* _TASK DETAILS_
Render the data below as a numbered list, leaving out any blank lines.

* _RECORDED DATA_
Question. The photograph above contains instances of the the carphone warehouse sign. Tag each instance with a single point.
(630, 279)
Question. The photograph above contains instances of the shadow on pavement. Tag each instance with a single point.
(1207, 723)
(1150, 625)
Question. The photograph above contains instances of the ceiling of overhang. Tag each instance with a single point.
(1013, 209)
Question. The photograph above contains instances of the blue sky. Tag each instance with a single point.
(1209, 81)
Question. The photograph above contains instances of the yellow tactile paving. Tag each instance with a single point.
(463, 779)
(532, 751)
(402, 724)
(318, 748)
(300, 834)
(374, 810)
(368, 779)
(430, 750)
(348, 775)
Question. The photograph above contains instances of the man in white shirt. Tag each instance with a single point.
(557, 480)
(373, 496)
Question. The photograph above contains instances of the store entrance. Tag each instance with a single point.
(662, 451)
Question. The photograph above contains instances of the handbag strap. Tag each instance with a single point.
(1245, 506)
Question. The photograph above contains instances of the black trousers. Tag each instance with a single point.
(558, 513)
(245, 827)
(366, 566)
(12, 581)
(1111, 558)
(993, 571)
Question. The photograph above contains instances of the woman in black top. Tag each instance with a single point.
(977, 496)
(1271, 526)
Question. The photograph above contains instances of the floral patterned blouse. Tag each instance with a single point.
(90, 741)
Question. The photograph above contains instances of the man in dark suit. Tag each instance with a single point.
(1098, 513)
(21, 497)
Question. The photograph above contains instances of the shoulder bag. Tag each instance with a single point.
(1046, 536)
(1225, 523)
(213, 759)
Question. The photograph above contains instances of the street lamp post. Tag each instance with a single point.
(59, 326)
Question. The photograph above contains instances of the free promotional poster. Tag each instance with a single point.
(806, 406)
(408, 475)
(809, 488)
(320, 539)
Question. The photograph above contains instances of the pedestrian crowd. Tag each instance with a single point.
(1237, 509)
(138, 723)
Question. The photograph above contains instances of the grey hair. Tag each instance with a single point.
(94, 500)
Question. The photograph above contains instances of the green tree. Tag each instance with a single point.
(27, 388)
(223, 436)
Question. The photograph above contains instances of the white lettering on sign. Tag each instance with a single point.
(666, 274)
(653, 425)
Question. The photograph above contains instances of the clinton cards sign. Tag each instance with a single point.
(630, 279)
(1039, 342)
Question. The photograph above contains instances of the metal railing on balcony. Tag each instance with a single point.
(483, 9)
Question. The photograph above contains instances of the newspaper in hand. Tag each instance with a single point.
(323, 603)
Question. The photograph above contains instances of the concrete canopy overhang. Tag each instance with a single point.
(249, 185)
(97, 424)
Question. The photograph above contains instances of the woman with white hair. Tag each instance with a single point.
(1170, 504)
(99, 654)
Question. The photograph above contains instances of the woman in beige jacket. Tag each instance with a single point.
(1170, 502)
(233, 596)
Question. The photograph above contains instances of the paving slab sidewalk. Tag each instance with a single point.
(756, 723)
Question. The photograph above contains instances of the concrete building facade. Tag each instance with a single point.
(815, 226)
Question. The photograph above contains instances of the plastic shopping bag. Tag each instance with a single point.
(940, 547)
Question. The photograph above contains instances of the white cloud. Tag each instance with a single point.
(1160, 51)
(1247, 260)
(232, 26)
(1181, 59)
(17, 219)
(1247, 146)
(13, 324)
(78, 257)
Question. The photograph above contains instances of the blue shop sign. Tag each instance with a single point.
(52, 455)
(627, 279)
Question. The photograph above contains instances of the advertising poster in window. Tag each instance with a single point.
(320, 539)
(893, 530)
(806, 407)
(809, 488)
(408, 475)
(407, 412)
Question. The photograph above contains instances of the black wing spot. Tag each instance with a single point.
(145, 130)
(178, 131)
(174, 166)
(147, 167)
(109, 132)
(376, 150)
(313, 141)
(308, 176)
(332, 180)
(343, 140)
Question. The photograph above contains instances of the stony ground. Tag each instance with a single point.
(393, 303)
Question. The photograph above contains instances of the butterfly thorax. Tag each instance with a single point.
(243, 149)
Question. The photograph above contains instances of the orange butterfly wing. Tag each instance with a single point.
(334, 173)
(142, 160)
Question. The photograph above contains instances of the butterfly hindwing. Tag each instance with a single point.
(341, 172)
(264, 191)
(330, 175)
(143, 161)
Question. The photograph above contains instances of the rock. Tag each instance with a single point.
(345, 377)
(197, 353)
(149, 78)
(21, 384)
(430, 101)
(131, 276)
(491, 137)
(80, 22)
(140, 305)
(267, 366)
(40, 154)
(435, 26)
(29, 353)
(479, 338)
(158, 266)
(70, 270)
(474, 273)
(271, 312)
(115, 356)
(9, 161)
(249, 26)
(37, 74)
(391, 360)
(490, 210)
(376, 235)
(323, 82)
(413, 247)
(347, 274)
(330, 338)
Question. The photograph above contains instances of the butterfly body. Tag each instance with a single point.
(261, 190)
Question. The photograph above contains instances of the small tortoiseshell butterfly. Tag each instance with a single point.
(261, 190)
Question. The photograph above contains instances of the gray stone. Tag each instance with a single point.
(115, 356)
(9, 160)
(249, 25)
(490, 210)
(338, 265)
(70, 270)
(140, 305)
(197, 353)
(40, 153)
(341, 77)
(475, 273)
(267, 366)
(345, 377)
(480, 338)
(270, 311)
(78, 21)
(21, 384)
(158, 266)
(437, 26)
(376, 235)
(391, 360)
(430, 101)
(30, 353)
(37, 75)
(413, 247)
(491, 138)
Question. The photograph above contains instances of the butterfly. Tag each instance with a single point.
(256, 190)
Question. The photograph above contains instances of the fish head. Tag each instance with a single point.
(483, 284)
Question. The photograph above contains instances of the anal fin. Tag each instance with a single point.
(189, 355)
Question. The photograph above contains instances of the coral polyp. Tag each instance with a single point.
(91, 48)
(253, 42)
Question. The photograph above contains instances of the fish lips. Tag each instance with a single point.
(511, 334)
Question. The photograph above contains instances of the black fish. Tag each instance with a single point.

* _SOLUTION TO THIS TASK_
1. Question. The photograph above contains instances of the the carphone warehouse sign. Tag each instance with a single point.
2. (630, 279)
3. Question. The photograph above contains instances of the shadow on pavement. Tag each instance with a single point.
4. (1207, 723)
5. (1150, 625)
6. Question. The photograph above contains instances of the ceiling of overhang. Tag each instance with a single point.
7. (1013, 209)
8. Question. The photograph above contains instances of the blue sky. Tag each instance with a single point.
9. (1209, 81)
10. Question. The photograph above contains instances of the yellow tactile paving. Tag each instance with a single point.
11. (463, 779)
12. (532, 751)
13. (402, 724)
14. (318, 748)
15. (300, 834)
16. (374, 810)
17. (368, 779)
18. (430, 750)
19. (348, 775)
20. Question. The photograph above contains instances of the man in white shirt. Tag each instance with a single point.
21. (557, 480)
22. (373, 496)
23. Question. The photograph above contains instances of the store entrance. Tag each instance with a single point.
24. (662, 451)
25. Question. The photograph above contains instances of the handbag strap. Tag each instance with a single point.
26. (1245, 506)
27. Question. The photograph above contains instances of the black trousers. Tag each instance with a single point.
28. (558, 513)
29. (245, 827)
30. (366, 566)
31. (12, 581)
32. (1111, 558)
33. (993, 571)
34. Question. The photograph above contains instances of the woman in black top. Tag each instance with a single point.
35. (977, 496)
36. (1271, 526)
37. Question. The photograph above contains instances of the floral patterned blouse. Tag each instance with a single point.
38. (90, 741)
39. Question. The photograph above contains instances of the man in dark suit. Tag each instance with a single point.
40. (1098, 513)
41. (21, 497)
42. Question. The photograph above contains instances of the shoulder bag. Tag each instance with a single point.
43. (1046, 536)
44. (1225, 523)
45. (213, 759)
46. Question. The photograph above contains instances of the street lamp post. Tag each instance with a single point.
47. (59, 326)
48. Question. The photograph above contains instances of the free promotional poster. Tag each instance with a single point.
49. (806, 406)
50. (408, 475)
51. (809, 488)
52. (320, 539)
53. Question. The photograph above contains instances of the pedestrian crowd. Tag each instance with a single point.
54. (1237, 509)
55. (138, 723)
56. Question. The photograph above contains instances of the grey hair. Tag each instance with a single point.
57. (94, 500)
58. Question. The photograph above contains instances of the green tree. Tag each instance with a single point.
59. (27, 388)
60. (223, 436)
61. Question. The photograph above contains instances of the white lettering on sign. Tag each instance with a single point.
62. (666, 274)
63. (653, 425)
64. Question. The photograph above contains instances of the clinton cards sign. Tag each instance with a single point.
65. (630, 279)
66. (1039, 342)
67. Question. The photograph above contains instances of the metal railing on balcony. Tag each instance with a single point.
68. (483, 9)
69. Question. The photograph above contains instances of the newspaper in hand. Tag each instance with a single point.
70. (323, 603)
71. Question. The photograph above contains instances of the concrete canopy overhang. Tag each instance with a single point.
72. (249, 185)
73. (97, 424)
74. Question. The photograph above contains instances of the woman with white hair. Tag each instance with a single point.
75. (1170, 504)
76. (99, 654)
77. Question. The photograph above contains instances of the woman in beige jacket. Tag each instance with a single point.
78. (1170, 502)
79. (233, 596)
80. Question. The photograph above contains instances of the paving slab sidewalk. Tag each instance with a single point.
81. (756, 723)
82. Question. The photograph above contains instances of the concrete building facade. Tag each instance with a single point.
83. (815, 226)
84. Question. The photograph above contains instances of the plastic shopping bag. Tag each instance with a single point.
85. (940, 547)
86. Question. The photograph above contains instances of the white cloud. Tag each instance with a single point.
87. (1160, 51)
88. (1247, 260)
89. (232, 26)
90. (1181, 59)
91. (17, 219)
92. (1247, 146)
93. (13, 324)
94. (78, 257)
95. Question. The photograph above contains instances of the blue shop sign. Tag each instance with a single point.
96. (52, 455)
97. (627, 279)
98. Question. The photograph above contains instances of the advertising poster in window. Tag each instance with a single point.
99. (320, 539)
100. (893, 530)
101. (806, 407)
102. (809, 488)
103. (408, 475)
104. (407, 412)
105. Question. The photograph above contains instances of the black wing spot. Tag each instance with a single point.
106. (145, 130)
107. (178, 131)
108. (174, 166)
109. (147, 167)
110. (109, 132)
111. (376, 150)
112. (313, 141)
113. (308, 176)
114. (332, 180)
115. (343, 140)
116. Question. The photograph above contains instances of the stony ground. Tag each instance with a single point.
117. (393, 303)
118. Question. The photograph above contains instances of the butterfly thorax. Tag each instance with a single point.
119. (243, 149)
120. Question. The photograph above contains instances of the orange butterfly wing. Tag each instance with a single point.
121. (334, 173)
122. (142, 160)
123. Question. The photograph above contains instances of the butterfly hindwing. Tag each instance with a single point.
124. (341, 172)
125. (264, 191)
126. (330, 175)
127. (143, 161)
128. Question. The photograph above contains instances of the rock. Tag each instance with a single point.
129. (345, 377)
130. (197, 353)
131. (149, 78)
132. (21, 384)
133. (430, 101)
134. (131, 276)
135. (491, 137)
136. (80, 22)
137. (140, 305)
138. (267, 366)
139. (40, 154)
140. (435, 26)
141. (29, 353)
142. (479, 338)
143. (158, 266)
144. (70, 270)
145. (474, 273)
146. (271, 312)
147. (115, 356)
148. (9, 161)
149. (249, 26)
150. (37, 74)
151. (391, 360)
152. (490, 210)
153. (376, 235)
154. (323, 82)
155. (413, 247)
156. (347, 274)
157. (330, 338)
158. Question. The photograph above contains instances of the butterfly body. Tag each instance with a single point.
159. (261, 190)
160. Question. The photograph above contains instances of the small tortoiseshell butterfly. Tag each instance with a single point.
161. (261, 190)
162. Question. The photograph above contains instances of the gray stone. Tag each instance with a single point.
163. (115, 356)
164. (9, 160)
165. (249, 25)
166. (490, 210)
167. (338, 265)
168. (70, 270)
169. (140, 305)
170. (197, 353)
171. (40, 153)
172. (341, 77)
173. (475, 273)
174. (267, 366)
175. (345, 377)
176. (480, 338)
177. (270, 311)
178. (78, 21)
179. (21, 384)
180. (158, 266)
181. (437, 26)
182. (376, 235)
183. (391, 360)
184. (430, 101)
185. (30, 353)
186. (37, 75)
187. (413, 247)
188. (491, 138)
189. Question. The photograph above contains instances of the butterfly. Tag each instance with a single point.
190. (256, 190)
191. Question. The photograph above contains instances of the fish head. Tag each instance with a single point.
192. (483, 284)
193. Question. The photograph above contains instances of the anal fin. Tag each instance with a single point.
194. (189, 355)
195. Question. The photograph above contains instances of the coral polyp. Tag each instance with a single point.
196. (91, 48)
197. (253, 42)
198. Question. The photograph above contains instances of the fish lips. Tag each instance with a single point.
199. (511, 334)
200. Question. The photograph above contains instances of the black fish. Tag each instance with a single point.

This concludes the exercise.